→ **Written request**: Set out every line of the records below as a JSON list of strings, one string per line, with blank lines omitted.

→ **Material supplied**:
********************

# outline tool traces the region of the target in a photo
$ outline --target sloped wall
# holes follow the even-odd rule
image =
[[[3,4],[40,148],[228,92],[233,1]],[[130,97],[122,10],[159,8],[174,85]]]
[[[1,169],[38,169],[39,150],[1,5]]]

********************

→ **Solution below**:
[
  "# outline tool traces the region of the target in a photo",
  "$ outline --target sloped wall",
  "# holes follow the even-odd rule",
  "image =",
  "[[[3,4],[40,148],[228,92],[233,1]],[[130,97],[122,10],[159,8],[174,85]]]",
  "[[[1,169],[38,169],[39,150],[1,5]]]"
]